- INSTRUCTION
In the items below, change "car wheel" to "tire" and reproduce the lines otherwise unaltered, leaving out the pictures.

- RECORDS FOR PROCESSING
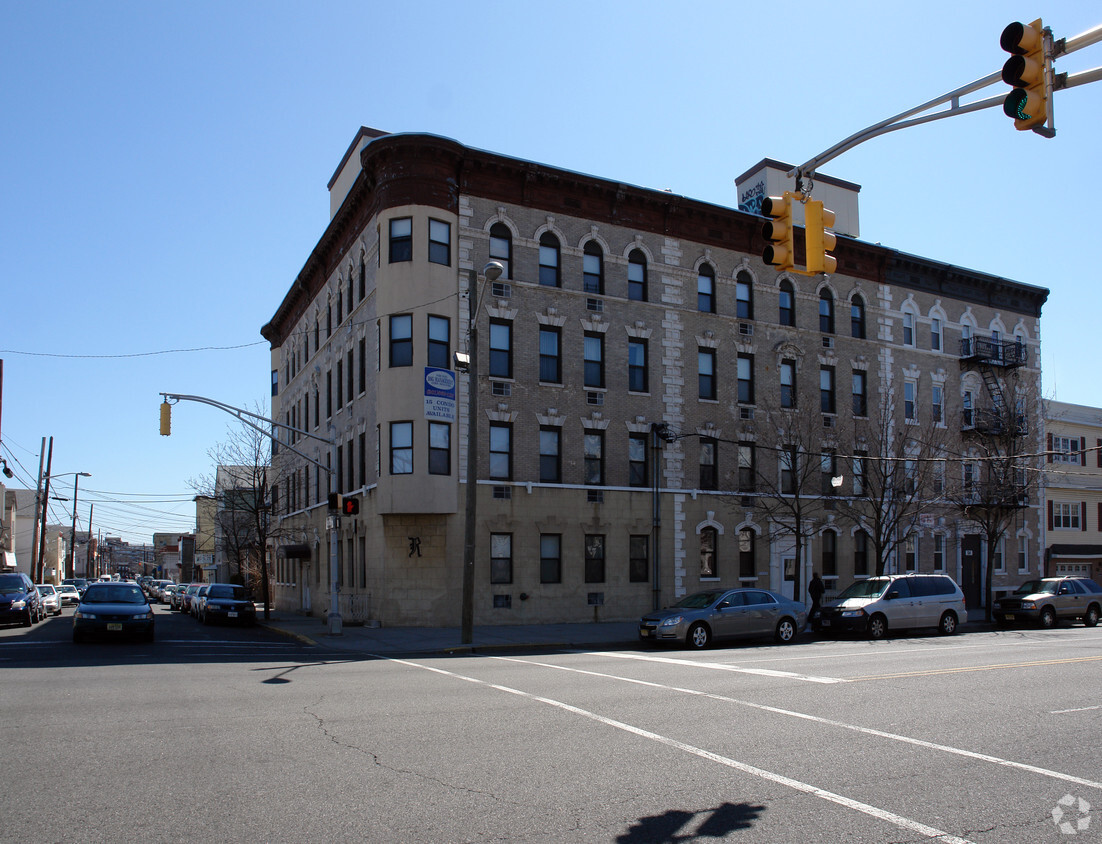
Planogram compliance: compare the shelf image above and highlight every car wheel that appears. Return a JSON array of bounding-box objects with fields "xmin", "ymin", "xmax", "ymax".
[
  {"xmin": 867, "ymin": 613, "xmax": 888, "ymax": 639},
  {"xmin": 938, "ymin": 613, "xmax": 957, "ymax": 636},
  {"xmin": 685, "ymin": 621, "xmax": 712, "ymax": 650},
  {"xmin": 775, "ymin": 618, "xmax": 797, "ymax": 645}
]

- EXERCISE RESPONSE
Planogram compliance: compare the shelf image above and highlight every tire that appears. Return a JSON array of bounding-box objects with fields "xmin", "ymin", "xmax", "ymax".
[
  {"xmin": 867, "ymin": 613, "xmax": 888, "ymax": 639},
  {"xmin": 938, "ymin": 613, "xmax": 957, "ymax": 636},
  {"xmin": 685, "ymin": 621, "xmax": 712, "ymax": 650},
  {"xmin": 775, "ymin": 618, "xmax": 797, "ymax": 645}
]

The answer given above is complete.